Rewrite every line of the entries below as a Markdown table with the columns "No." and "Line", numbering the rows in sequence and omitting blank lines. Leave the pictures out of the table.

********************

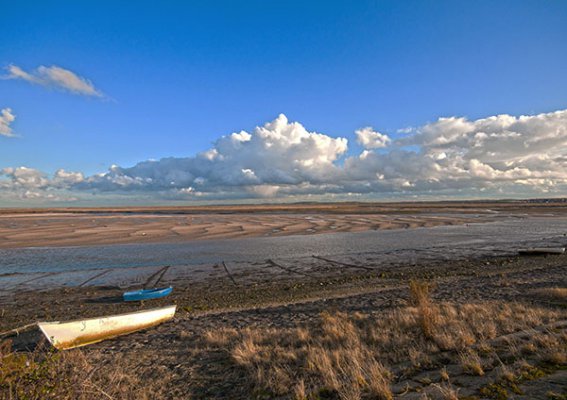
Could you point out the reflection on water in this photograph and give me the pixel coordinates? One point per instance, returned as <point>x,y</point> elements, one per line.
<point>506,234</point>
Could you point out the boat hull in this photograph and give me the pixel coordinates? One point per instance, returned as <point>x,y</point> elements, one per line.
<point>542,250</point>
<point>140,295</point>
<point>71,334</point>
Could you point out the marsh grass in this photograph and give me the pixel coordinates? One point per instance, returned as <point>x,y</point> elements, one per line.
<point>49,374</point>
<point>335,356</point>
<point>350,356</point>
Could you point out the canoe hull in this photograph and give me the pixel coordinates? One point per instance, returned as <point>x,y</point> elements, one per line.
<point>68,335</point>
<point>542,250</point>
<point>140,295</point>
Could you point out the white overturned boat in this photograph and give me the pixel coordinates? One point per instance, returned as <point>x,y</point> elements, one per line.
<point>67,335</point>
<point>542,250</point>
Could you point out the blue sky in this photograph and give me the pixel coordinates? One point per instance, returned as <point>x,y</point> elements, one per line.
<point>176,76</point>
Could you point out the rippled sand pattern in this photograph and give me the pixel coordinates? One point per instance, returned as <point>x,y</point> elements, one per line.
<point>71,229</point>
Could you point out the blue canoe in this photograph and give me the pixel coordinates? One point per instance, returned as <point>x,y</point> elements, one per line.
<point>147,294</point>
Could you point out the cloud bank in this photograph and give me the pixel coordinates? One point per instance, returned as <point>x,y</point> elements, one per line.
<point>6,119</point>
<point>498,156</point>
<point>55,77</point>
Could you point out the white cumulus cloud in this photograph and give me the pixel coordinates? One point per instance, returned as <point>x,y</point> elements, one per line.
<point>370,139</point>
<point>55,77</point>
<point>502,155</point>
<point>6,119</point>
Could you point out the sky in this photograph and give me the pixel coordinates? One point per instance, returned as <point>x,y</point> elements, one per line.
<point>117,103</point>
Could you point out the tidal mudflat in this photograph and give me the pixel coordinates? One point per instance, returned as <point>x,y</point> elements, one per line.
<point>438,311</point>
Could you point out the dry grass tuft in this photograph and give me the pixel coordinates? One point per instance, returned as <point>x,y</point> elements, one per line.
<point>345,355</point>
<point>74,374</point>
<point>420,296</point>
<point>559,294</point>
<point>333,358</point>
<point>471,362</point>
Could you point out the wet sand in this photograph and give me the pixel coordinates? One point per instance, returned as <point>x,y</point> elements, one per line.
<point>84,227</point>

********************

Completed exercise:
| No. | Line |
|---|---|
| 1 | Could you point out the reflection on water in this photograph and give me the pixel coordinates? One point per instance, returned as <point>x,y</point> elements, one per line. |
| 2 | <point>506,234</point> |
| 3 | Could you point out the boat hull in this photograph and give me the pixel coordinates? One point per instance, returned as <point>x,y</point> elements, one per line. |
| 4 | <point>542,250</point> |
| 5 | <point>140,295</point> |
| 6 | <point>71,334</point> |
| 7 | Could you point out the marsh grass in this photograph and give me the pixel coordinates? One point per instance, returned as <point>x,y</point> elements, one per line. |
| 8 | <point>49,374</point> |
| 9 | <point>335,356</point> |
| 10 | <point>350,356</point> |
| 11 | Could you point out the canoe hull in this photograph and give me the pixel coordinates? One point per instance, returned as <point>x,y</point> elements, one per line. |
| 12 | <point>68,335</point> |
| 13 | <point>542,250</point> |
| 14 | <point>140,295</point> |
| 15 | Could you point out the white overturned boat in this photograph and give me the pixel coordinates? One point per instance, returned as <point>x,y</point> elements, one per line. |
| 16 | <point>67,335</point> |
| 17 | <point>542,250</point> |
| 18 | Could you point out the blue sky in this photograph and give me the pixel coordinates? One point per instance, returned as <point>x,y</point> elements, one per line. |
| 19 | <point>176,76</point> |
| 20 | Could you point out the rippled sand pattern in this photograph and give me the pixel coordinates? One point per instance, returned as <point>x,y</point> elements, one per line. |
| 21 | <point>71,229</point> |
| 22 | Could you point out the blue canoe in this photograph and give me the pixel coordinates? One point per instance, returned as <point>x,y</point> elements, one per line. |
| 23 | <point>147,294</point> |
| 24 | Could you point out the cloud bank in this photograph and give me the pixel coordinates? One point per instance, returned as <point>x,y</point> elements, one per line. |
| 25 | <point>6,119</point> |
| 26 | <point>498,156</point> |
| 27 | <point>55,77</point> |
| 28 | Could you point out the white cumulus cloud in this photograph and give me the pixel coordinates? One point per instance, returned as <point>x,y</point> elements, one per line. |
| 29 | <point>370,139</point> |
| 30 | <point>55,77</point> |
| 31 | <point>502,155</point> |
| 32 | <point>6,119</point> |
| 33 | Could you point out the sky in this photograph and give me the pixel coordinates? One point per instance, returned as <point>x,y</point> elements, one per line. |
| 34 | <point>117,103</point> |
| 35 | Could you point out the tidal mudflat in this photograph and give me the pixel coordinates? One point per instance, returned as <point>x,y</point> elements, one per line. |
| 36 | <point>438,311</point> |
| 37 | Could you point out the dry grass tuft in this photograph and give me the pixel coordinates? One point per instance, returned as <point>x,y</point> elements, one per line. |
| 38 | <point>345,355</point> |
| 39 | <point>74,374</point> |
| 40 | <point>420,296</point> |
| 41 | <point>559,294</point> |
| 42 | <point>333,358</point> |
| 43 | <point>471,362</point> |
| 44 | Could you point out the wet sand in this photograph and give me the pixel coordinates? One point per instance, returned as <point>x,y</point> elements, one per line. |
| 45 | <point>84,227</point> |